From Subhash’s earliest memories, at every point, his brother was there. In the suburban streets of Calcutta where they wandered before dusk and in the hyacinth-strewn ponds where they played for hours on end, Udayan was always in his older brother’s sight.
 
As the two brothers grow older their lives, once so united, begin to diverge. It is 1967. Charismatic and impulsive, Udayan becomes increasingly drawn to the Communist movement sweeping West Bengal, the Naxalite cause. As revolution seizes the city’s student community and exams are boycotted in a shadow of Paris and Berkeley, their home is dominated by the absence of Udayan, out on the streets at demonstrations. Subhash wins a place on a PhD programme in the United States and moves to Rhode Island, never to live in India again – yet his life will be shaped from afar by his brother’s acts of passionate political idealism.
 
Udayan will give everything for what he believes and in doing so will transform the futures of those dearest to him: his newly married, pregnant wife, his brother and their parents. The repercussions of his actions will link their fates irrevocably and tragically together, reverberating across continents and seeping through the generations that follow.
 

About the Author

Jhumpa Lahiri


Jhumpa Lahiri was born in 1967. She is a member of the President's Committee on the Arts and Humanities, appointed by U.S. President Barack Obama. 


 


She is the author of four works of fiction: Interpreter of Maladies (1999), which won the 2000 Pulitzer Prize for Fiction; The Namesake (2003), adapted into the popular film of the same name; Unaccustomed Earth (2008); and The Lowland (2013), longlisted for the 2013 Man Booker Prize.

■ Activities
• a. Swap "Calcutta" for "Kolkata" and write out everything from "From Subhash’s earliest" down to "passionate political idealism." in the passage.
• b. Answer these questions from the passage:
(i) To which U.S. state does Subhash move?
(ii) In what year was Jhumpa Lahiri born?
(iii) Which of her works won the 2000 Pulitzer Prize for Fiction?
The listing is not needed for this work.

■ Provided records

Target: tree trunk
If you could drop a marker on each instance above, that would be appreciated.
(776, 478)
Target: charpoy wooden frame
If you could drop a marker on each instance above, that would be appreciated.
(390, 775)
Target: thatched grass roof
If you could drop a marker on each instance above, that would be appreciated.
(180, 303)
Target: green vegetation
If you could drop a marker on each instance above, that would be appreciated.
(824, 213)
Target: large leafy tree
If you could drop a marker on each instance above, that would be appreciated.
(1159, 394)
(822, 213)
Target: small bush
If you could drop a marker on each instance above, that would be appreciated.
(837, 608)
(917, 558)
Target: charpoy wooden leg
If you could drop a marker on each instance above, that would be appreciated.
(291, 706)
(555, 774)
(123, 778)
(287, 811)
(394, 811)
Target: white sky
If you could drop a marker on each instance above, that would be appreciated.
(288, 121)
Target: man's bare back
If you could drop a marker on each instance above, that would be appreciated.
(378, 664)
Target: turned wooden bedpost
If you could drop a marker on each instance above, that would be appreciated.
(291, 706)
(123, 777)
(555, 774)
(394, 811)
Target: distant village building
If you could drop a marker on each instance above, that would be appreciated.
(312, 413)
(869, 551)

■ Written answers
• a.
From Subhash’s earliest memories, at every point, his brother was there. In the suburban streets of Kolkata where they wandered before dusk and in the hyacinth-strewn ponds where they played for hours on end, Udayan was always in his older brother’s sight.
 
As the two brothers grow older their lives, once so united, begin to diverge. It is 1967. Charismatic and impulsive, Udayan becomes increasingly drawn to the Communist movement sweeping West Bengal, the Naxalite cause. As revolution seizes the city’s student community and exams are boycotted in a shadow of Paris and Berkeley, their home is dominated by the absence of Udayan, out on the streets at demonstrations. Subhash wins a place on a PhD programme in the United States and moves to Rhode Island, never to live in India again – yet his life will be shaped from afar by his brother’s acts of passionate political idealism.

• b.
(i) Rhode Island
(ii) 1967
(iii) Interpreter of Maladies